_Work order_:
Reproduce the interview about Abby, starting with "Ramirez – Something" and going on through "it all out.", but swap "wave" for "tide".

_Passage provided_:
......
What were her dreams in life?

Olusoji – Earlier this year, I started realizing that on TikTok she would repost videos of fields of grass and beautiful places around the world. I feel like that’s what made us really similar because at some point in my life I want to travel and go everywhere around the world. When I saw that she started reposting those TikToks, I was like “Okay, maybe we could go together,” because that was one of her dreams. She wanted to travel and be in a nice beautiful place and be alone. 


What would she say to this year’s graduation class?

Olusoji – She would just say, “Go for it. Have fun.” There’s this saying that I’ve been hearing lately that’s “Do it for the plot.” I feel like she would definitely say that. She would say just go for it and be happy. It doesn’t matter if you got rejected or if things don’t turn out how you want it to. As long as you try. Just try and live as much as you can. That’s something she’d definitely say. 

Miller – She’d say, “Just do you and don’t do anything stupid and don’t worry about what other people think of you.”

Ramirez – Something Abby always told me was to put my happiness above everything else.


What would you say to those dealing with or coping with loss?

Olusoji – Well, before losing Abby, I would always hear people say “Grief never gets easier, it’s always gonna be there,” and now that I’m going through that, it really, really is true. I don’t think it’ll ever get easier because it’s like a wave, where I’ll totally be okay and suddenly a random memory will just flash and then it all hits me at once. Honestly, just know that it’s okay to cry. At first, I just did not want to cry. But honestly it feels better crying than trying to hold it in. There’s also this one saying, “Grief is just love that’s passed on after life,” and that’s extremely true. Just let it all out.
......
_Excerpted data_:
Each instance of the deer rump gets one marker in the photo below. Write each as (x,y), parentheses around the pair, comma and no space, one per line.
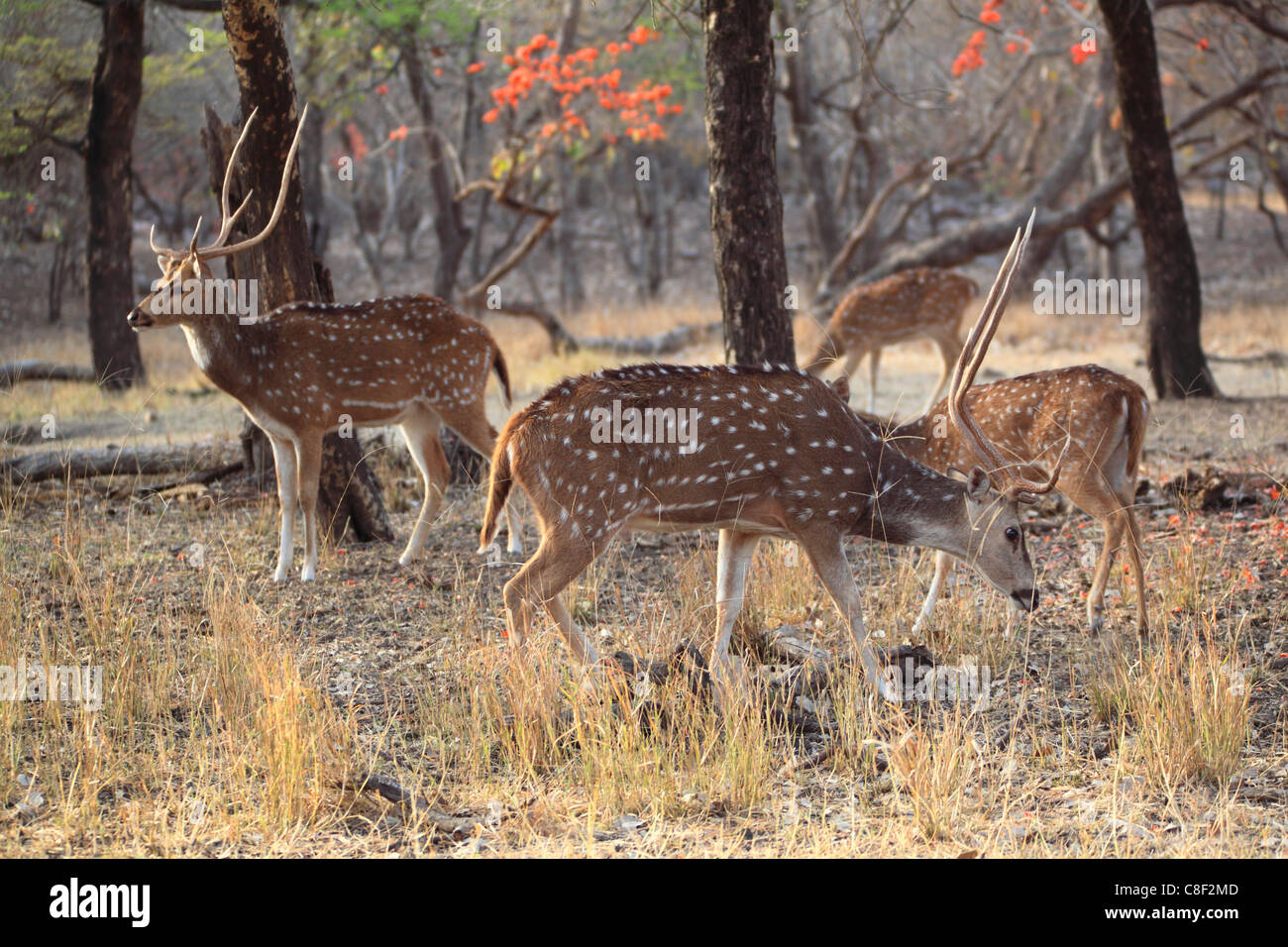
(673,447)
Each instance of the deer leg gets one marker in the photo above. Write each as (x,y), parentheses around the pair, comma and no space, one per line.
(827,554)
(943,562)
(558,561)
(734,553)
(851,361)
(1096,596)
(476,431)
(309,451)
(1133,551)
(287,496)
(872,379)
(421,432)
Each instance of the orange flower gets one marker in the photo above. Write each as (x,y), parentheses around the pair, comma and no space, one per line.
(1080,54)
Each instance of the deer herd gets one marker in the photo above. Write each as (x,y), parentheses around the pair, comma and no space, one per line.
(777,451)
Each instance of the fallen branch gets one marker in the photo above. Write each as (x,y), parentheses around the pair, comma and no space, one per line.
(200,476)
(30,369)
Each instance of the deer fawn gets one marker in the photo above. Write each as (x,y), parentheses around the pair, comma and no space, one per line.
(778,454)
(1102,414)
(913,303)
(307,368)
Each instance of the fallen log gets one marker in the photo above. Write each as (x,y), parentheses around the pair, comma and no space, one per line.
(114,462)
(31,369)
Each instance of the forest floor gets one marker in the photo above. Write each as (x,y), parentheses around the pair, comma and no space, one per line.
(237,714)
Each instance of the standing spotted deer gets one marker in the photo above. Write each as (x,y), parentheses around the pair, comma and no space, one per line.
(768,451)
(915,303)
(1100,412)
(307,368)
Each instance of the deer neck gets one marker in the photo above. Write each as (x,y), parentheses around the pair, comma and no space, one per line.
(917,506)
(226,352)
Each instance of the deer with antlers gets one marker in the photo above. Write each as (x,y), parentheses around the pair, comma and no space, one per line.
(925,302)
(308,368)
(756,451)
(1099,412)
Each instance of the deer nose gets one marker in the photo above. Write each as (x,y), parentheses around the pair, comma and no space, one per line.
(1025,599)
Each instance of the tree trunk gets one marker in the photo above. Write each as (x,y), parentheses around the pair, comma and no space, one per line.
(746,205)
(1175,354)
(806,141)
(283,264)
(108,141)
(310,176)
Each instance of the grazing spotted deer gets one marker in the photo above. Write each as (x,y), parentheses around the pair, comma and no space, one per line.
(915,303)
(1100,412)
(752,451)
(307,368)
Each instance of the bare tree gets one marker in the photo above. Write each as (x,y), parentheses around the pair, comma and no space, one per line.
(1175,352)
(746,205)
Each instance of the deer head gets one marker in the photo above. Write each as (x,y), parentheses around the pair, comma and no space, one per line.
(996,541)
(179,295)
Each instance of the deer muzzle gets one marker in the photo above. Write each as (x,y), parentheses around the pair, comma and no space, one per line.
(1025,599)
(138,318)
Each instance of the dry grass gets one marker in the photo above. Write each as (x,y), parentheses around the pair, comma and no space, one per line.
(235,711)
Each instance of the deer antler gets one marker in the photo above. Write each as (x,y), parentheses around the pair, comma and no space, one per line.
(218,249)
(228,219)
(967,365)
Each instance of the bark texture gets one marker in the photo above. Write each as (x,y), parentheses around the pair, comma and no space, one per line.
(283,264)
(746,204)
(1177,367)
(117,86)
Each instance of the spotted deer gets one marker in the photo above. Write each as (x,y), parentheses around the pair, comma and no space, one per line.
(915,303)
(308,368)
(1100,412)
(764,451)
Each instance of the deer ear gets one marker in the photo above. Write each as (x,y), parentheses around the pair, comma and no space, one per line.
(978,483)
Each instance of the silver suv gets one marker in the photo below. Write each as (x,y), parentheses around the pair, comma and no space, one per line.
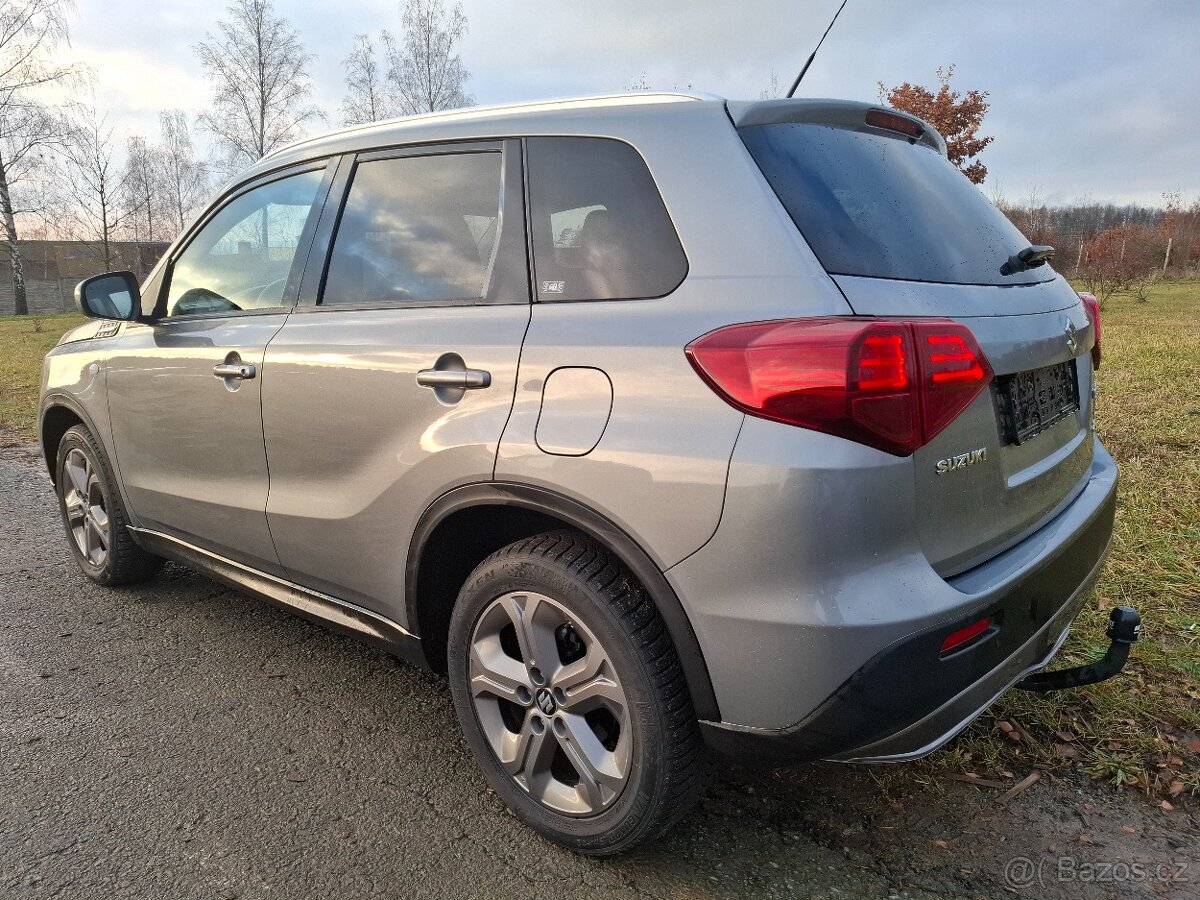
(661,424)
......
_Answer section_:
Ramirez – Something Abby always told me was to put my happiness above everything else.


What would you say to those dealing with or coping with loss?

Olusoji – Well, before losing Abby, I would always hear people say “Grief never gets easier, it’s always gonna be there,” and now that I’m going through that, it really, really is true. I don’t think it’ll ever get easier because it’s like a tide, where I’ll totally be okay and suddenly a random memory will just flash and then it all hits me at once. Honestly, just know that it’s okay to cry. At first, I just did not want to cry. But honestly it feels better crying than trying to hold it in. There’s also this one saying, “Grief is just love that’s passed on after life,” and that’s extremely true. Just let it all out.